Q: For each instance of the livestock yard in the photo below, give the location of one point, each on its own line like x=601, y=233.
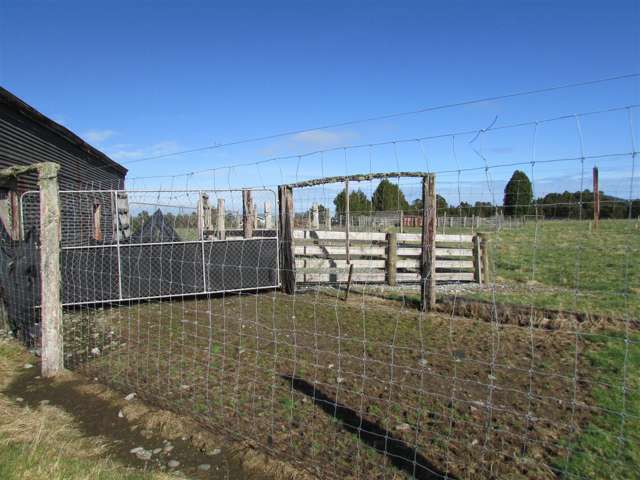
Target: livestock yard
x=355, y=326
x=372, y=387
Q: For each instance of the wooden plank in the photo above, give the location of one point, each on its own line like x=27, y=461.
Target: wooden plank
x=454, y=238
x=445, y=264
x=454, y=252
x=416, y=237
x=392, y=258
x=338, y=250
x=440, y=252
x=453, y=276
x=454, y=264
x=306, y=269
x=333, y=235
x=409, y=252
x=322, y=262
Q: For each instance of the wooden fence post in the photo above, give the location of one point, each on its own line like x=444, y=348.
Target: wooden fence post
x=247, y=214
x=50, y=278
x=285, y=226
x=428, y=258
x=477, y=261
x=596, y=198
x=392, y=258
x=484, y=255
x=315, y=217
x=220, y=224
x=268, y=222
x=347, y=220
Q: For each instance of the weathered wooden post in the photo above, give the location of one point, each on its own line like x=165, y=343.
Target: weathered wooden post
x=315, y=217
x=50, y=278
x=268, y=221
x=392, y=258
x=477, y=261
x=247, y=214
x=347, y=220
x=428, y=258
x=204, y=217
x=596, y=199
x=254, y=215
x=97, y=220
x=220, y=224
x=285, y=226
x=484, y=254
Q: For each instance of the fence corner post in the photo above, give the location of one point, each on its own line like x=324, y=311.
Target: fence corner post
x=392, y=258
x=484, y=255
x=477, y=260
x=247, y=214
x=428, y=256
x=50, y=277
x=285, y=226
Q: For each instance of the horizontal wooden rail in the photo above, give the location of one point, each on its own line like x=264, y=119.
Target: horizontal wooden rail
x=321, y=257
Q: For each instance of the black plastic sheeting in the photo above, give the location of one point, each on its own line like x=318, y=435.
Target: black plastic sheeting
x=111, y=273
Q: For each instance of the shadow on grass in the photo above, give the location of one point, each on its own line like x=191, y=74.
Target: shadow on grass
x=401, y=455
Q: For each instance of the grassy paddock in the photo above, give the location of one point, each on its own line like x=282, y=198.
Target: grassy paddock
x=44, y=443
x=567, y=265
x=367, y=387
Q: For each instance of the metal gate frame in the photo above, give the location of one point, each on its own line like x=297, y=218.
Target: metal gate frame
x=120, y=246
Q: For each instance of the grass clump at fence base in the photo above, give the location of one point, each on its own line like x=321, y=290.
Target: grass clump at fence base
x=43, y=443
x=614, y=431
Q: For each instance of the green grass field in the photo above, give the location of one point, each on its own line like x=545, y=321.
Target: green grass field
x=566, y=265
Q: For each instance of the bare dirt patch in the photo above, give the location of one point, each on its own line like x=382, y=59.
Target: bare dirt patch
x=359, y=388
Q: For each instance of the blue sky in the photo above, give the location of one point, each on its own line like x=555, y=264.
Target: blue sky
x=138, y=79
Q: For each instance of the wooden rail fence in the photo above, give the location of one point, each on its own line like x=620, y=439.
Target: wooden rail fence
x=377, y=257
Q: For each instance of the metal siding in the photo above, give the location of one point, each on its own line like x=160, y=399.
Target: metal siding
x=24, y=142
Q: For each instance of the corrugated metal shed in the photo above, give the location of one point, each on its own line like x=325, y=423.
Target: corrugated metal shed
x=27, y=136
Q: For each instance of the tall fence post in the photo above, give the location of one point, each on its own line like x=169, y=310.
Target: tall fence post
x=247, y=214
x=50, y=278
x=392, y=258
x=285, y=226
x=596, y=198
x=220, y=223
x=484, y=255
x=315, y=217
x=347, y=221
x=428, y=258
x=268, y=222
x=477, y=260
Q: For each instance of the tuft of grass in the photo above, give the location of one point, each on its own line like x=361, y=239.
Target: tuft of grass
x=609, y=445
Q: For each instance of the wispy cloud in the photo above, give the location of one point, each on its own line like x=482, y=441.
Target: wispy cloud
x=126, y=152
x=98, y=136
x=323, y=138
x=310, y=140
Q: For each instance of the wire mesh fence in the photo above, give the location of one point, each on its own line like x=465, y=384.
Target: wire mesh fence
x=530, y=371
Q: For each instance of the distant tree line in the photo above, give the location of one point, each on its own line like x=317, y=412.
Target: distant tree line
x=518, y=200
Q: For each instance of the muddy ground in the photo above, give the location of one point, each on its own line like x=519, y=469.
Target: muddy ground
x=367, y=388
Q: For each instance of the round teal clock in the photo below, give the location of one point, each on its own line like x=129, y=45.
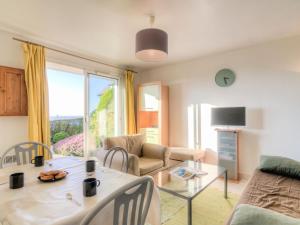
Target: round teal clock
x=225, y=78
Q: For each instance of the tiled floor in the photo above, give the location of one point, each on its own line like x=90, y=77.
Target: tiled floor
x=233, y=186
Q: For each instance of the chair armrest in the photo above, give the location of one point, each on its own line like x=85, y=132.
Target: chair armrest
x=133, y=161
x=155, y=151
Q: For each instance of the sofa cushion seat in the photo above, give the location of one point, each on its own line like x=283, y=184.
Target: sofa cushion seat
x=148, y=165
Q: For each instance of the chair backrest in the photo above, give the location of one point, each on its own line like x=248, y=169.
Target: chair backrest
x=24, y=152
x=109, y=156
x=131, y=143
x=134, y=199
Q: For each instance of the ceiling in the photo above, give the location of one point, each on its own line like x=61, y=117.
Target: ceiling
x=105, y=29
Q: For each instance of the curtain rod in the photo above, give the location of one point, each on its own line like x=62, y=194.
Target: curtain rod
x=74, y=55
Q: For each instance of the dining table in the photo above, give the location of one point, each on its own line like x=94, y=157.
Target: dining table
x=62, y=202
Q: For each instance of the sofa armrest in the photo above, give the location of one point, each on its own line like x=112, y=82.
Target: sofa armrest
x=155, y=151
x=133, y=161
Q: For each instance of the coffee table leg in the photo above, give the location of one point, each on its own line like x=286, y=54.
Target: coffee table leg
x=190, y=212
x=225, y=184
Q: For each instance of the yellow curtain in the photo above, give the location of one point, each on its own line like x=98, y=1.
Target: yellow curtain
x=37, y=92
x=129, y=103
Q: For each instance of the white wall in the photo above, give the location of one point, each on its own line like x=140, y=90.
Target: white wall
x=267, y=83
x=13, y=129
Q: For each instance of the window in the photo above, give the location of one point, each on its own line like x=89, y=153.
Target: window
x=83, y=110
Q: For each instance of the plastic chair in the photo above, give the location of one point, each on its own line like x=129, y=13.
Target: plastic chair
x=134, y=199
x=24, y=152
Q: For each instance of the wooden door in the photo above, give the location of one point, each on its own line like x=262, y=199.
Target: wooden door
x=13, y=95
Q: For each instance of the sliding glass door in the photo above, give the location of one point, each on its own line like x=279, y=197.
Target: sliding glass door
x=102, y=110
x=83, y=110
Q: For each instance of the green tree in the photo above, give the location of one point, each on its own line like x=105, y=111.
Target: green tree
x=60, y=136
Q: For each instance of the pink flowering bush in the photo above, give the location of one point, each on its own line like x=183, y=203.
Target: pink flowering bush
x=70, y=146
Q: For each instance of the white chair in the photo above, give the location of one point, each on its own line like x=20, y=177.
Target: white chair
x=110, y=156
x=134, y=199
x=22, y=153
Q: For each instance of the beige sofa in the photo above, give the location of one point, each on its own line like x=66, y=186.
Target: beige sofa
x=144, y=158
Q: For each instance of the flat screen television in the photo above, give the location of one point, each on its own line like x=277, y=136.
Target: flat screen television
x=228, y=116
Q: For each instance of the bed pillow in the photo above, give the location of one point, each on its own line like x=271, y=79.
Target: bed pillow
x=252, y=215
x=280, y=165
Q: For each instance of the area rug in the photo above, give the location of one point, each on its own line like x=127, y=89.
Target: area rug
x=209, y=208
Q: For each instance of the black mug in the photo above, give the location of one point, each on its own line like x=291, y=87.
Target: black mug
x=90, y=186
x=90, y=166
x=16, y=180
x=38, y=161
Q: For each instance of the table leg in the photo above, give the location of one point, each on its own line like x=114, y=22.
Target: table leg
x=190, y=212
x=225, y=184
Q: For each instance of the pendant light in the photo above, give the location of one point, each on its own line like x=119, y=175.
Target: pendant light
x=151, y=44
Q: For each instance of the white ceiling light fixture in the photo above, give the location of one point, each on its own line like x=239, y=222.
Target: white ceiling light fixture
x=151, y=44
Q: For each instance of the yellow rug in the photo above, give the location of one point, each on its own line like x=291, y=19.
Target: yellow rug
x=209, y=208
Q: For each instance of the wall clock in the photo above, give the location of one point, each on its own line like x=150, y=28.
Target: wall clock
x=225, y=78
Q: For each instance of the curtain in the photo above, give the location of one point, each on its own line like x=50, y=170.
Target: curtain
x=129, y=103
x=37, y=92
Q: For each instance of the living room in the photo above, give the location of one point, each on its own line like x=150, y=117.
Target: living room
x=223, y=77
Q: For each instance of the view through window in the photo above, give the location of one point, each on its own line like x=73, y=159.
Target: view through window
x=71, y=133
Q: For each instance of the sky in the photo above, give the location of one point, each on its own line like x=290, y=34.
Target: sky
x=66, y=92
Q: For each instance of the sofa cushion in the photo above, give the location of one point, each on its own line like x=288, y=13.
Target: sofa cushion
x=135, y=144
x=280, y=165
x=252, y=215
x=148, y=165
x=132, y=144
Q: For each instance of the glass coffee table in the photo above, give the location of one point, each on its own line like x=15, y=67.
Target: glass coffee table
x=189, y=189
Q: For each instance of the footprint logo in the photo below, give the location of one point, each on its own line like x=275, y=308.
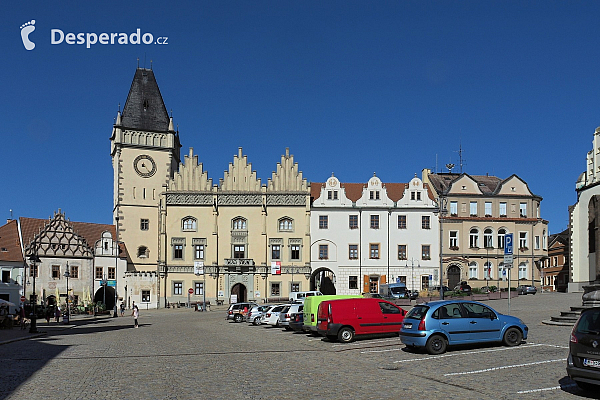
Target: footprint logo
x=26, y=29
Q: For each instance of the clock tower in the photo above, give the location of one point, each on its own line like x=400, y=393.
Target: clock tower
x=145, y=154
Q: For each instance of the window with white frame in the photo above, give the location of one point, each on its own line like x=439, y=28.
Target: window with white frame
x=472, y=270
x=453, y=240
x=474, y=238
x=488, y=238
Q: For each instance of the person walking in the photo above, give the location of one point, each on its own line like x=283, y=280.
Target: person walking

------------------------------------------------------------------------

| TO DO |
Rewrite the part of the listing that opens with the line containing "Q: For each instance of the tuft" and closes with the line containing "x=367, y=388" as a Markdown table with the columns Row and Line, leaving out blank lines.

| SOLUTION TO THIS TASK |
| Row | Line |
|---|---|
| 1 | Q: For each instance of the tuft of grass in the photo above, give the location of one point, each on its own line like x=361, y=239. |
| 2 | Target: tuft of grass |
| 3 | x=609, y=445 |
| 4 | Q: For each instance of the wispy cloud in the photo above, give the location of one point, each on its own line like x=482, y=441. |
| 5 | Target: wispy cloud |
| 6 | x=126, y=152 |
| 7 | x=98, y=136 |
| 8 | x=323, y=138 |
| 9 | x=310, y=140 |
| 10 | Q: For each instance of the wire mesh fence in the photo above, give the location of one point, each on its own line like x=465, y=384. |
| 11 | Target: wire mesh fence |
| 12 | x=530, y=371 |
| 13 | Q: For each instance of the distant tree line in the photo above, give the location of one point, each on its own line like x=317, y=412. |
| 14 | Target: distant tree line |
| 15 | x=518, y=200 |
| 16 | Q: For each instance of the muddy ground in the photo above, give the location of one point, each on its own line like x=519, y=469. |
| 17 | Target: muddy ground |
| 18 | x=367, y=388 |